[Opening Dataset entries section]

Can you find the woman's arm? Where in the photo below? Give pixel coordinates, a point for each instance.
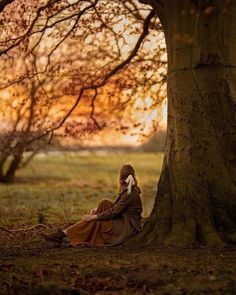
(117, 208)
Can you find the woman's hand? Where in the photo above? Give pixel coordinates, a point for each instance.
(89, 217)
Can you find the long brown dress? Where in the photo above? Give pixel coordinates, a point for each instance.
(115, 221)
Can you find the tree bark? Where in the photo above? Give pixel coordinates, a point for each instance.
(196, 197)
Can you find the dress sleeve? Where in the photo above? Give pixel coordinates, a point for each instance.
(117, 208)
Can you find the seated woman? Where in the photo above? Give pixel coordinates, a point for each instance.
(110, 223)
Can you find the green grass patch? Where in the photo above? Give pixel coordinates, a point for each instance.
(60, 188)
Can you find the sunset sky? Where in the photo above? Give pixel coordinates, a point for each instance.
(44, 75)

[Closing Dataset entries section]

## Prompt:
The lines wanted are those from the one holding "Can you find the dress" through the final line of the listing; print them exactly.

## Answer to this exercise:
Can you find the dress sleeve? Where in the photo above? Give pixel coordinates, a point for each instance.
(117, 208)
Can you find the seated woman? Where in the photo above? Give pixel coordinates, a point for each instance.
(110, 223)
Can you find the green grass patch? Where in the photo above? Give pixel coordinates, a point for each instance.
(60, 188)
Can you find the sunset sky? Where in the photo above? Give pixel coordinates, a point for each instance.
(44, 75)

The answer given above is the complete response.